Exercise details | Please pick out and copy every line in the records below that contains the word "slope".

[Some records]

== == ==

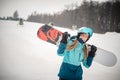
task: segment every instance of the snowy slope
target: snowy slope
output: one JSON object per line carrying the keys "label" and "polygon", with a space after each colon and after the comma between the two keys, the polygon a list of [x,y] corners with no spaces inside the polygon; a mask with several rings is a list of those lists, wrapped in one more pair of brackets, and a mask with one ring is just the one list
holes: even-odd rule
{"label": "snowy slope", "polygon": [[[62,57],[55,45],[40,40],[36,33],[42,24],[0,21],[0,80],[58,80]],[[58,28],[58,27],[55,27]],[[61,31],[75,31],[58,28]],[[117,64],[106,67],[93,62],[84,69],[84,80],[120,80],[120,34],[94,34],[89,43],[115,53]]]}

== == ==

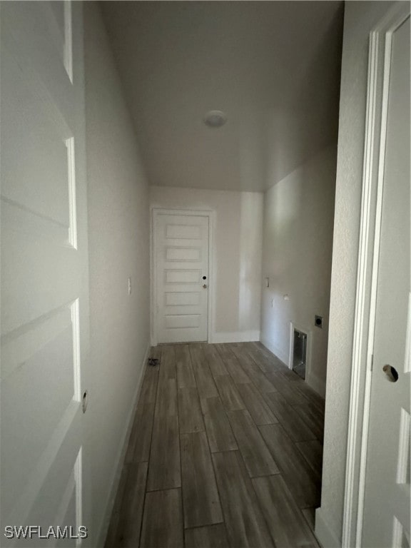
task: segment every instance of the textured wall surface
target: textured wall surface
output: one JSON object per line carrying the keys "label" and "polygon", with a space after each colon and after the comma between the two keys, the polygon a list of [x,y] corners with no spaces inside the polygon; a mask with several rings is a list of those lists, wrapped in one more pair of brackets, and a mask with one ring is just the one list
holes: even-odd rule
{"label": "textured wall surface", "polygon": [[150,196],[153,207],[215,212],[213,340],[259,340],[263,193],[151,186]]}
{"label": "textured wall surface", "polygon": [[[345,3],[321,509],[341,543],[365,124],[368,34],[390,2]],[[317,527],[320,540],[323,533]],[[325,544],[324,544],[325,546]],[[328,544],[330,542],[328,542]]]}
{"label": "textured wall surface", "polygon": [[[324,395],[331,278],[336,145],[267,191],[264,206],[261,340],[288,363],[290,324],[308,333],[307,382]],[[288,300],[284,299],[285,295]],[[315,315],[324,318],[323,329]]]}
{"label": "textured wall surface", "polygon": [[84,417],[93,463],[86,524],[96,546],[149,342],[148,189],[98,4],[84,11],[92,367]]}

== == ==

Result |
task: segment every instance of the snowy slope
target: snowy slope
{"label": "snowy slope", "polygon": [[[62,57],[55,45],[40,40],[36,33],[42,24],[0,21],[0,80],[58,80]],[[58,28],[58,27],[55,27]],[[61,31],[75,31],[58,28]],[[117,64],[106,67],[93,62],[84,69],[84,80],[120,80],[120,34],[94,34],[89,43],[115,53]]]}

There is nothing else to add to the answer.